*** STUDY MATERIAL ***

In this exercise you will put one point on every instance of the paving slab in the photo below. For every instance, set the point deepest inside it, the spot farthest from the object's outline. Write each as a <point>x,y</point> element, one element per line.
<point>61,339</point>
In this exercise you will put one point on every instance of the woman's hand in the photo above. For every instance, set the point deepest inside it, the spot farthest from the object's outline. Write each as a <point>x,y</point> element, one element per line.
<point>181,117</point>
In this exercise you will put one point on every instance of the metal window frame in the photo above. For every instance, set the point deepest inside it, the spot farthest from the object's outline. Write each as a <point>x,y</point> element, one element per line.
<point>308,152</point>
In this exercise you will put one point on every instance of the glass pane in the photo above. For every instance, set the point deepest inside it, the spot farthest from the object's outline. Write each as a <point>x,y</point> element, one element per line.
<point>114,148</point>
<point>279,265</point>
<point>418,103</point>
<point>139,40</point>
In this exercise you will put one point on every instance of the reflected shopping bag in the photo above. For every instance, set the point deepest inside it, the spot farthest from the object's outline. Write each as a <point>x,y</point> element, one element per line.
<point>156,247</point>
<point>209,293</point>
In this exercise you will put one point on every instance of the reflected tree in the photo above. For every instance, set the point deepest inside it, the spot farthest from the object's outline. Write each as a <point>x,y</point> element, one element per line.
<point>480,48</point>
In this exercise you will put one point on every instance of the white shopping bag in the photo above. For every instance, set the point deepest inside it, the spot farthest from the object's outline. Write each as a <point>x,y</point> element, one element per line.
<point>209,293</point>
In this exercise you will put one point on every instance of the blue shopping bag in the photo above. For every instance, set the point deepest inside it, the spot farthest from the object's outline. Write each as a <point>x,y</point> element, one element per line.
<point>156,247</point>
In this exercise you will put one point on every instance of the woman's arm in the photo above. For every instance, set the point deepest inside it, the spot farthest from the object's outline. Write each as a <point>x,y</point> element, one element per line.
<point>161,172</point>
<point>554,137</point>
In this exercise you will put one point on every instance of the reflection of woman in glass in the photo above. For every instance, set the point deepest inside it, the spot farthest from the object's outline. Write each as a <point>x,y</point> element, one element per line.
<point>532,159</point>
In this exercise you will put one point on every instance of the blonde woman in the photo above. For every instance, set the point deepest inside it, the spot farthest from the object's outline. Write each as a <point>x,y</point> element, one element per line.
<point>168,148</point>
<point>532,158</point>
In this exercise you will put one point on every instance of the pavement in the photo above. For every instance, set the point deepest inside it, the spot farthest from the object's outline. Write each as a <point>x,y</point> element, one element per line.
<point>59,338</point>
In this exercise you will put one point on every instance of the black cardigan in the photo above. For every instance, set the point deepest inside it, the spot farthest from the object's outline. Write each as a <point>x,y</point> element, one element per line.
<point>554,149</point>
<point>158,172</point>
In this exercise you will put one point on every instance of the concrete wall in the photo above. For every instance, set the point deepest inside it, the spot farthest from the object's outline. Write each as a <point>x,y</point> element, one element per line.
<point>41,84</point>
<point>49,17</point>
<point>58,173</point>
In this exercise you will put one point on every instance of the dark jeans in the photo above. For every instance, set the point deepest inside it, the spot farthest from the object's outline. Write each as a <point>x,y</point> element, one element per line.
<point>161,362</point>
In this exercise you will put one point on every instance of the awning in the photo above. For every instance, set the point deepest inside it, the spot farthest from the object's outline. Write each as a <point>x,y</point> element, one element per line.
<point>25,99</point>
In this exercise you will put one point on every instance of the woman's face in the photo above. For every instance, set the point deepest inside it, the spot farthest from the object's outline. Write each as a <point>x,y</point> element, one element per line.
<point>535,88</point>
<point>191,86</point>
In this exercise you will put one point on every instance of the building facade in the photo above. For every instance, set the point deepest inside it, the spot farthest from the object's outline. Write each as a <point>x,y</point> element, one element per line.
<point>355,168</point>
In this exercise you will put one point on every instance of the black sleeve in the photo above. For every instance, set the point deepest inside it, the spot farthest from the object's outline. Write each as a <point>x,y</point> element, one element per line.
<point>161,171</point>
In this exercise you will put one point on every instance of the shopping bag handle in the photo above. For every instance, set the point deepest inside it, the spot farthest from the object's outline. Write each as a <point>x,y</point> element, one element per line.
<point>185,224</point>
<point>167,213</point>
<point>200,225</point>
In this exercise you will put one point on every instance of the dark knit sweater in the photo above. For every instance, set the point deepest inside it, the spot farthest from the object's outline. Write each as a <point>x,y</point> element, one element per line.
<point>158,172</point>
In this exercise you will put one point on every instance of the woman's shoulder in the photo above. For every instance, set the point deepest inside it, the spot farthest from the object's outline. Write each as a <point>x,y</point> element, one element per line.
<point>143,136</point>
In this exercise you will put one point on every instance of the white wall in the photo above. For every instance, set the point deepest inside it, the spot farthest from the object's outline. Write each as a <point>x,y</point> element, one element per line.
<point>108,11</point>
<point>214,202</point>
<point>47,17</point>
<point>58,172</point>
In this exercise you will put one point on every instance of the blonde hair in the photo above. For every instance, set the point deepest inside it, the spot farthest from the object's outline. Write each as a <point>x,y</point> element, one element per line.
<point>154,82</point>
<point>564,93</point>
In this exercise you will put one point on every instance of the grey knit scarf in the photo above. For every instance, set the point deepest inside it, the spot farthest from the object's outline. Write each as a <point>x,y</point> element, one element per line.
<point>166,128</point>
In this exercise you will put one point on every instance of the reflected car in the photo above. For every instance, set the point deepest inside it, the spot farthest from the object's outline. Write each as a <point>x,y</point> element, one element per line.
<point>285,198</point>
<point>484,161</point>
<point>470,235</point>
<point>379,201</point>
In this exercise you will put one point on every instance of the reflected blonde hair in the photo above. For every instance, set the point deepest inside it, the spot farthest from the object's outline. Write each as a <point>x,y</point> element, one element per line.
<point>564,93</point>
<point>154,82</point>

*** End of STUDY MATERIAL ***

_ABOUT THIS EXERCISE_
Reproduce all of the material above without alteration.

_EXERCISE RESULT_
In this exercise you will put one point on every instance of the paving slab in the photo below. For every instance, set the point deepest inside it, the spot farthest from the object's outline. Write each as a <point>x,y</point> element, one element per line.
<point>61,339</point>
In this exercise you will put one point on every instance of the woman's hand in the photo above. For every instance, set the point deepest inside it, the spot farthest from the object's outline. Write each as a <point>x,y</point> element, one element per line.
<point>181,117</point>
In this exercise you will put one point on every instance of the metal window frame in the photo above. For every instance, set the point deepest inside it, the spot farthest from the object's outline. Write each as a <point>x,y</point> element, one element per line.
<point>308,152</point>
In this exercise you will put one point on every instance of the glass pane in the photo above. For every instance, set the point deepest inside it, the spot farthest from the object's outline. Write each as a <point>x,y</point> element, one element per line.
<point>114,148</point>
<point>279,265</point>
<point>418,103</point>
<point>139,40</point>
In this exercise you will put one point on every instance of the reflected shopping bag in the photo above. For every instance, set the point deepest inside it, the spot farthest from the object's outline. Write each as a <point>x,y</point> element, one element per line.
<point>156,247</point>
<point>209,293</point>
In this exercise you will put one point on every instance of the reflected tree in the photo above. For every instance, set the point deepest inside it, the spot farthest from the object's outline. Write each as a <point>x,y</point> element, one element per line.
<point>480,48</point>
In this exercise you will put one point on every instance of the white shopping bag in the photo above. For every instance, set the point deepest inside it, the spot farthest from the object's outline. Write each as a <point>x,y</point> element, one element per line.
<point>209,293</point>
In this exercise you will put one point on every instance of the blue shopping bag in the photo above. For every instance, set the point deepest inside it, the spot farthest from the object's outline. Write each as a <point>x,y</point> element, one element per line.
<point>156,247</point>
In this exercise you will put one point on every instance of the woman's arm in the photo above. For every instance, set the point deepest inside it, the spot farthest from the object's outline. Write each as a <point>x,y</point> element, one element per line.
<point>161,172</point>
<point>554,137</point>
In this exercise you will put one point on every instance of the reflection of woman in glass in the photo above. For every instance, set the point deepest inside it, the spot farthest from the object's outline. Write each as a <point>x,y</point> element, one element per line.
<point>532,159</point>
In this exercise you will put one point on every instance of the blonde woman in the photo above. For every instance, set the point deepest inside it, the spot farthest from the object's outline. Write each as a <point>x,y</point> element, one element per line.
<point>168,148</point>
<point>532,158</point>
In this exercise you will put one point on every instance of the pavement in the photo above. For every instance, set the point deepest inside it, the spot farthest from the object's outline. Write each as a <point>x,y</point> element, one element per line.
<point>59,338</point>
In this exercise you will put one point on every instance of the black cardigan in the photo above. For every instance, set the point deepest inside it, the spot farthest from the object's outline. Write each as a <point>x,y</point> element, one element per line.
<point>554,149</point>
<point>158,172</point>
In this exercise you will put one point on every instance of the concrete wall in the photo above. For every instance, set the point deepest inside it, the spot farthest from the object's outline. Write each as a <point>x,y</point> element, one element per line.
<point>41,84</point>
<point>49,17</point>
<point>58,173</point>
In this exercise you will put one point on every instance of the dark jeans in the photo above. For every instance, set the point deepest inside it, the spot farthest from the object's outline. Write each as a <point>x,y</point> element, one element per line.
<point>161,362</point>
In this exercise you will put one point on every instance of the awning in the photo above. For every instance, set the point deepest inside it, the spot farthest from the object's outline. Write each as a <point>x,y</point> element, one element per line.
<point>25,99</point>
In this exercise you will put one point on every instance of the woman's face in the photo above. For every instance, set the point deepest inside it, the spot farthest from the object's outline. Write each as a <point>x,y</point> element, one element per line.
<point>535,88</point>
<point>191,86</point>
In this exercise you will put one point on every instance of the building facade in the photo above. For every instance, set the point deepest inside it, the spot farthest from the object's outline. Write each as a <point>x,y</point> element, one element per line.
<point>355,168</point>
In this exercise you will put one point on every instance of the black sleeve in the photo above. For every instance, set the point deepest inside it, the spot farthest from the object's outline. Write each as a <point>x,y</point> element, one element per line.
<point>161,171</point>
In this exercise you will put one point on every instance of the shopping bag handle in the photo above. For every instance, set the point deepest inside it, the spot farthest from the object's outline. Write each as a <point>x,y</point> element, one element per line.
<point>185,224</point>
<point>167,213</point>
<point>200,225</point>
In this exercise you will put one point on every instance of the dark knit sweater in the photo above. For every instance, set the point deepest inside it, the spot farthest from the object's outline. Write each as a <point>x,y</point> element, one element per line.
<point>158,172</point>
In this exercise you will put one point on every instance of the woman's shoulder in the photo above. For every instance, set the point deepest inside it, the spot farthest from the object's outline. Write each as a <point>x,y</point> element, one element per line.
<point>143,136</point>
In this exercise you will put one point on every instance of the white wall in the photo above. For every instance, set the point deepest inside it, the spot farthest from the object's outline. Write each as a <point>x,y</point> element, one element per line.
<point>108,11</point>
<point>214,202</point>
<point>47,17</point>
<point>58,172</point>
In this exercise you will put one point on every instance of the blonde hair in the photo above. For every instance, set the point deepest inside it, the spot farthest from the object's outline. Write each as a <point>x,y</point> element, one element per line.
<point>154,82</point>
<point>564,93</point>
In this exercise you will put one point on every instance of the grey knit scarf in the photo above. For every instance, set the point deepest inside it, the spot farthest from the object's outline. Write each as a <point>x,y</point> element, one element per line.
<point>166,128</point>
In this exercise you will put one point on every instance of the reflected car in the photo above. For every instance, set the point deepest inside it, the spot farthest from the object's outline. Write each as a <point>x,y</point> element, one element per line.
<point>285,198</point>
<point>484,161</point>
<point>470,235</point>
<point>379,201</point>
In this exercise you will put one point on every instance of the reflected blonde hair in the photo above. For every instance, set the point deepest inside it, the spot farthest from the object's outline. Write each as a <point>x,y</point> element, one element per line.
<point>564,93</point>
<point>154,82</point>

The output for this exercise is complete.